== INFORMATION ==

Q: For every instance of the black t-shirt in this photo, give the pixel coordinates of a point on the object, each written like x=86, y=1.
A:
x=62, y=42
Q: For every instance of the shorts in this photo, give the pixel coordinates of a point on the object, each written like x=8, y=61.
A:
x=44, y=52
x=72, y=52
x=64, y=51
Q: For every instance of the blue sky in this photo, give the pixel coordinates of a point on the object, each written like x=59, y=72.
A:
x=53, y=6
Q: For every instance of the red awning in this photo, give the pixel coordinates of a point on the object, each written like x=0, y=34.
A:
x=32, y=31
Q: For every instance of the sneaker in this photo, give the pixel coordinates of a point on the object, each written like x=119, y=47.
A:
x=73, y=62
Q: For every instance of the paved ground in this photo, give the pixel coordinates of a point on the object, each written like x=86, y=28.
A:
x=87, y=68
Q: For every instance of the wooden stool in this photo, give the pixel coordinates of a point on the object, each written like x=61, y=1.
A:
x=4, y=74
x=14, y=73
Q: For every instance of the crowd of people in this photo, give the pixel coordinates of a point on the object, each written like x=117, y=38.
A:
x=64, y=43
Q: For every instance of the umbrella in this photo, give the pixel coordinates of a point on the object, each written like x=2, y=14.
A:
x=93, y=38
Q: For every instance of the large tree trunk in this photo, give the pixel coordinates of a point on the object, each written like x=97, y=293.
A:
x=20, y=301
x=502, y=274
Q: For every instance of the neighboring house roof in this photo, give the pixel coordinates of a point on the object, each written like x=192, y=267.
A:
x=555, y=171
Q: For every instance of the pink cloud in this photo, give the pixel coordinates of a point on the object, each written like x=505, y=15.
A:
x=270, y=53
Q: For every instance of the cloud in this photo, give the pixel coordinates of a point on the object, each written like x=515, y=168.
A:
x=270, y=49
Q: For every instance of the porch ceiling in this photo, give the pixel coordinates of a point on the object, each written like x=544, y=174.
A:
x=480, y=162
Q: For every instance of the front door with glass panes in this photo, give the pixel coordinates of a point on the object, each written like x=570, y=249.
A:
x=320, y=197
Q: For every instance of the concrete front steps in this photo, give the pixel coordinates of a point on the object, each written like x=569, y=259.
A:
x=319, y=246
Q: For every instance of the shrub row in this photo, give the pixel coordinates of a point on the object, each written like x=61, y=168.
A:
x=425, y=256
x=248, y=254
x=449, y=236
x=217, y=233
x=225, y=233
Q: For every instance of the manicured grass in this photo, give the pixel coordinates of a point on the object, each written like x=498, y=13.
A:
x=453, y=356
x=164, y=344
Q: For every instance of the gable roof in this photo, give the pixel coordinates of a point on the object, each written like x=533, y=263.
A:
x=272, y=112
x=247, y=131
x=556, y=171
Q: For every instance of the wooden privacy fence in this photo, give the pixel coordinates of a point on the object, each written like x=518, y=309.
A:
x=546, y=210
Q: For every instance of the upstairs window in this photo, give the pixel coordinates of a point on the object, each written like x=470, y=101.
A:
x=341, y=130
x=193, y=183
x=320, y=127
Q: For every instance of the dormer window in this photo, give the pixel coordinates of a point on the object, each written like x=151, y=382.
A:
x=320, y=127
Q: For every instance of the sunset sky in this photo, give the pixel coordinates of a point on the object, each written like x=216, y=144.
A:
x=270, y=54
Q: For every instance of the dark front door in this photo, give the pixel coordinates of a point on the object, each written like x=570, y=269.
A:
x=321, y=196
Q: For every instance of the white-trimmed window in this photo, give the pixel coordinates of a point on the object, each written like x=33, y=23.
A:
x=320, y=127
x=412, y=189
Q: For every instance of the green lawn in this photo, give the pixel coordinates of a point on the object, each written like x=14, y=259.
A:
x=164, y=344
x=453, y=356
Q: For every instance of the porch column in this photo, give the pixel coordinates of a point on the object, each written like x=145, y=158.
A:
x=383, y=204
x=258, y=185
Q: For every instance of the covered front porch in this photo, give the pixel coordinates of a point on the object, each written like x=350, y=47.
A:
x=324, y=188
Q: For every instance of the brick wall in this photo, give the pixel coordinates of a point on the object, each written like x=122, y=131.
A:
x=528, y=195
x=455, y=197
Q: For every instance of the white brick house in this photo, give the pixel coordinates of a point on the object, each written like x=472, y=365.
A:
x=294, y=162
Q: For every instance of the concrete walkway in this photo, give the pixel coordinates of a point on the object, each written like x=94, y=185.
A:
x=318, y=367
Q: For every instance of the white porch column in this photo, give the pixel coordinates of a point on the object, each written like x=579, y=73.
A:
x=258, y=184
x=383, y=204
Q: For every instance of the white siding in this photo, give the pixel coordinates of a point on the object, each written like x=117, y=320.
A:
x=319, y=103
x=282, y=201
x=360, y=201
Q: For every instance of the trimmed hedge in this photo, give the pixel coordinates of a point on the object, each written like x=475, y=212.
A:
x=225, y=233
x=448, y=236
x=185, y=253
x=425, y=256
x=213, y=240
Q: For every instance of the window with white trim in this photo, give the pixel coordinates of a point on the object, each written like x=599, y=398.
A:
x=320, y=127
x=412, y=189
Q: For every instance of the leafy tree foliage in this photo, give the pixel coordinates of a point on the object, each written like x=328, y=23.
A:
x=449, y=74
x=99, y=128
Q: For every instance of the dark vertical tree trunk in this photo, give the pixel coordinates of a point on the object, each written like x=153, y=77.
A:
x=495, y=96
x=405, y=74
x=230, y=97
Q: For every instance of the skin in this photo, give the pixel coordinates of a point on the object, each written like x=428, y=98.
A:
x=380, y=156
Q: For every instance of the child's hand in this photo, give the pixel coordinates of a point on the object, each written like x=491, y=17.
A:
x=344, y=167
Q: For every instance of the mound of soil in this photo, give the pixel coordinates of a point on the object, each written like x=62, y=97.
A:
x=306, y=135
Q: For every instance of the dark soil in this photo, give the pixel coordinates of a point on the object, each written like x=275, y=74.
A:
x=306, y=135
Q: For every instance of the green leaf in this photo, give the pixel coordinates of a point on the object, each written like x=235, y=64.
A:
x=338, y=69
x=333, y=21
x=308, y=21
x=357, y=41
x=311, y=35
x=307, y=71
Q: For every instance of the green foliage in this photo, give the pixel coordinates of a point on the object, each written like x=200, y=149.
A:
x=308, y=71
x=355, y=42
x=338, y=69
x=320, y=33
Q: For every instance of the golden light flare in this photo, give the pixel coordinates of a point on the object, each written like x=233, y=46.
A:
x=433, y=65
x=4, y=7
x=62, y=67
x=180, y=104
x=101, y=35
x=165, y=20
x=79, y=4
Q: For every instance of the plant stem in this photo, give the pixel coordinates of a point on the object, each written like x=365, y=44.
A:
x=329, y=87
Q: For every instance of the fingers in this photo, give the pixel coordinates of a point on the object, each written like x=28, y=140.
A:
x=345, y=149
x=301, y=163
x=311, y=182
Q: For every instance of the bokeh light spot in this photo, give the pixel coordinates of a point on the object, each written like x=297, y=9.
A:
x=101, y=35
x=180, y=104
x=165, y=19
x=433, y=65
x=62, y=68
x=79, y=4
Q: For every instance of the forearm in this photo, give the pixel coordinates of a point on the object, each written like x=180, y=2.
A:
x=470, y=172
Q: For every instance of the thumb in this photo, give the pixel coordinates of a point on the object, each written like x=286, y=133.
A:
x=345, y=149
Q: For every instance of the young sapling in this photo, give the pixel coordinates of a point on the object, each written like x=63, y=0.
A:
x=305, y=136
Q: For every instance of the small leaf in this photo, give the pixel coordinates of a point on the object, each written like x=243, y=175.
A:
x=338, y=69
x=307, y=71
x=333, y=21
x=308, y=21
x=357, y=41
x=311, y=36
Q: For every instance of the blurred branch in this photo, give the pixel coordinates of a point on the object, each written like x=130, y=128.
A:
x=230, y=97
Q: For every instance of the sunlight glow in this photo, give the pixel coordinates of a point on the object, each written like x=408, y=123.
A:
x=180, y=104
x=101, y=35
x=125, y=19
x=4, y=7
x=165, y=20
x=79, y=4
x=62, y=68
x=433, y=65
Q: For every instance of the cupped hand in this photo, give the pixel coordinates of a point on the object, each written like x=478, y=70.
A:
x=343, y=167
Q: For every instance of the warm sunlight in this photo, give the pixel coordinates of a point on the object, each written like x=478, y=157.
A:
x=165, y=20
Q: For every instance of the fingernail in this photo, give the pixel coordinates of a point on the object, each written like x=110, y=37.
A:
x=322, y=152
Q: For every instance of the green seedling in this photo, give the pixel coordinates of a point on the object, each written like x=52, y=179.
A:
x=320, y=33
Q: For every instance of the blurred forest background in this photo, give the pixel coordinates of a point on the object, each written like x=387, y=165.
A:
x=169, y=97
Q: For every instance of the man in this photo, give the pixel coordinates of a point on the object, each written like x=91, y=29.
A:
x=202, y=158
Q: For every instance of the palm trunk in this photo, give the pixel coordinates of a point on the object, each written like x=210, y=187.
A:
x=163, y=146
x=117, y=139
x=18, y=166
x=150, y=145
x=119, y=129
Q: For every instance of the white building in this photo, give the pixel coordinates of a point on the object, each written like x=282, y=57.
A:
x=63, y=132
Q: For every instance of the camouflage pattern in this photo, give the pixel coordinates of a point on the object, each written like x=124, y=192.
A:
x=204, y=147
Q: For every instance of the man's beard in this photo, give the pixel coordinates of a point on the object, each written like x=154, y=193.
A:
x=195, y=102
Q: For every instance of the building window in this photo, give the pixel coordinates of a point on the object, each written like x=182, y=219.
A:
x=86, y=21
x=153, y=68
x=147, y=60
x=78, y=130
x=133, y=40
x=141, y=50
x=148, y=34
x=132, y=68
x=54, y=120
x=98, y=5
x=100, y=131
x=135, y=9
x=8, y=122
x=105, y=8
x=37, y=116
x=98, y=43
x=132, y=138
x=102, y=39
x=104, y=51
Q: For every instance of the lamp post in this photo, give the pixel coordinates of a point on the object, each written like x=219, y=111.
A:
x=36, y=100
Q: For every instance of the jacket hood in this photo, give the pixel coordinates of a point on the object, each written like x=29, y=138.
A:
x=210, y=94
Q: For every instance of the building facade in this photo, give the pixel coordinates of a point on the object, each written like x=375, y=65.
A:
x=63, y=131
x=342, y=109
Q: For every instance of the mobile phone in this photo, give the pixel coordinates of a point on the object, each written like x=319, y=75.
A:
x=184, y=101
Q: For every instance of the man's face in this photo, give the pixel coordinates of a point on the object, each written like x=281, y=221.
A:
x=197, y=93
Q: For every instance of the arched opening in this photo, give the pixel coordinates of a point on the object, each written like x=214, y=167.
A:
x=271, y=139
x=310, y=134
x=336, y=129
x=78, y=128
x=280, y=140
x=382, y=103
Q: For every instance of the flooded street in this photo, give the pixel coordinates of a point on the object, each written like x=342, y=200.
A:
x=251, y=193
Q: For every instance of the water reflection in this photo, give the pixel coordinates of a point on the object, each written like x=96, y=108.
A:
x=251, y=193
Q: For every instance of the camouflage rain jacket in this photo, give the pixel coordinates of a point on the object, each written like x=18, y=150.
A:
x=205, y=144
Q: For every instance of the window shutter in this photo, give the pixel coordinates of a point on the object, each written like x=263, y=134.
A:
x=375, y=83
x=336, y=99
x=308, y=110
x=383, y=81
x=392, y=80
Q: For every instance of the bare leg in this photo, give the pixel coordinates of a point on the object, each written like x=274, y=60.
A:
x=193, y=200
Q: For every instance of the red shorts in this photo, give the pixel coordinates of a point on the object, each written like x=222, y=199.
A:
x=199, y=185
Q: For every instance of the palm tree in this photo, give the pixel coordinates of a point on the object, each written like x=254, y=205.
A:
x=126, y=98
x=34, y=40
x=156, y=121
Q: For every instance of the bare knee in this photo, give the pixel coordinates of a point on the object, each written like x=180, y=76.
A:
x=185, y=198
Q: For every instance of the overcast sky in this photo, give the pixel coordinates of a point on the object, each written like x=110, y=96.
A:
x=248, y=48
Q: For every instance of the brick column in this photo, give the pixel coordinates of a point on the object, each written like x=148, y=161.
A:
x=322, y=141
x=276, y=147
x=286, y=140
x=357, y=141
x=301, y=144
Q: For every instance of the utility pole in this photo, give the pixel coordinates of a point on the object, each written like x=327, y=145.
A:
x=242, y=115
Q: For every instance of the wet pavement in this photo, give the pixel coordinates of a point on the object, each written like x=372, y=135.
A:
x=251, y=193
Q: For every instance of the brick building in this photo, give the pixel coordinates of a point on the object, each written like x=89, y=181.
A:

===

** ACTIVITY **
Your answer should be the lines above, from the line containing "Q: For every instance of the umbrella" up to and including the line containing "Q: For every instance of the cloud", reproduced exactly and with nothing else.

** SOLVED PROBLEM **
Q: For every instance of the umbrella in this photo, give the pixel coordinates of a point on the object, each written like x=2, y=14.
A:
x=93, y=38
Q: For every instance of the large tree trunk in this photo, give the pixel coordinates of a point on the object, each written like x=97, y=293.
A:
x=20, y=301
x=502, y=274
Q: For every instance of the neighboring house roof in this photo, give the pixel coordinates of a point on the object, each written like x=192, y=267.
A:
x=555, y=171
Q: For every instance of the pink cloud in this photo, give the pixel coordinates of a point on the object, each written like x=505, y=15.
A:
x=270, y=53
Q: For every instance of the cloud in this photo, give the pixel coordinates of a point on the object, each written like x=515, y=168.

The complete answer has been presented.